GIVEN INSTRUCTION:
Render the listing below as a JSON list of strings, one string for each line and no entries for blank lines.

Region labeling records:
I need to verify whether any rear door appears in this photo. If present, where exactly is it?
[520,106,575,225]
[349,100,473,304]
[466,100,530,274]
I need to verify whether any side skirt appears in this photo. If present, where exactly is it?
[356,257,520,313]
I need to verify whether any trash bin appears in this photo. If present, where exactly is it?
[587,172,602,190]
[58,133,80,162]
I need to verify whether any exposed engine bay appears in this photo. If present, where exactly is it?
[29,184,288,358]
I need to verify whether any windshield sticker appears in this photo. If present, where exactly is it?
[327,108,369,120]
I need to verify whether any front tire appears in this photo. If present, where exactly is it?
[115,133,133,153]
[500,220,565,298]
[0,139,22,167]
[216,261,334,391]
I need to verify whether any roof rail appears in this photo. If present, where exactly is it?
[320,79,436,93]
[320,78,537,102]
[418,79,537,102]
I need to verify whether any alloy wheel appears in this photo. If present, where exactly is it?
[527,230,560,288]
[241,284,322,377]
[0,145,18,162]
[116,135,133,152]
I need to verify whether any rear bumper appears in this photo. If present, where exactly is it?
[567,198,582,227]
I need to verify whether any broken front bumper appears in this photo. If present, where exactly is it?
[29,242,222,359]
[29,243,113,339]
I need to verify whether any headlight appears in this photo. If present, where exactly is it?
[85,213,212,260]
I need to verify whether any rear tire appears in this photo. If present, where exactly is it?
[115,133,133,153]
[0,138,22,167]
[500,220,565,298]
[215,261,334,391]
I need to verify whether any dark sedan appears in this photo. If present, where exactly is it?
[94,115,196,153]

FINAL ANSWER:
[
  "I need to verify whether any rear door appears in this photo. If present, where exactly is it?",
  "[520,106,575,225]",
  "[349,100,473,304]",
  "[466,100,530,274]",
  "I need to verify whether any side skirt appears in this photo. If present, where exactly is it?",
  "[356,257,520,313]",
  "I need to verify whether any trash bin appears in this photo. If present, where exactly is it?",
  "[587,172,602,190]",
  "[58,133,80,162]",
  "I need to verify whether any exposed engine bay appears in this photo. If present, where exactly is it?",
  "[29,184,288,358]",
  "I need to verify whether any windshield sticker appears in this photo. If present, where exactly is it?",
  "[327,108,369,120]",
  "I need to verify whether any front tire appears in this photo. If present, where exactly is it?",
  "[115,133,133,153]",
  "[500,220,565,298]",
  "[0,139,22,167]",
  "[216,261,334,391]",
  "I need to verify whether any roof rail appears in this photo. If present, where exactly is it?",
  "[320,79,436,93]",
  "[320,78,537,102]",
  "[418,79,537,102]",
  "I need to verify whether any alloy wheel appears in this photo. If present, where exactly is it?",
  "[527,230,560,288]",
  "[241,284,322,377]",
  "[0,145,18,162]",
  "[116,135,133,152]",
  "I need to verify whether any rear bumper appears in this photo. If present, where exactly is it?",
  "[567,198,582,227]",
  "I need to verify whether any broken front bumper appears in this photo. If present, where exactly is it?",
  "[29,242,222,359]",
  "[29,243,113,339]",
  "I need to verify whether any headlight appears in this photo. If present, where exactly is it?",
  "[85,213,212,260]",
  "I need to verify whether any rear tire appears in this photo. If present, where exactly is it?",
  "[115,133,133,153]",
  "[0,138,22,167]",
  "[500,220,565,298]",
  "[215,261,334,391]",
  "I need to verify whether any dark sedan appears in this photo. If present, where exactly is it?",
  "[94,115,196,153]"
]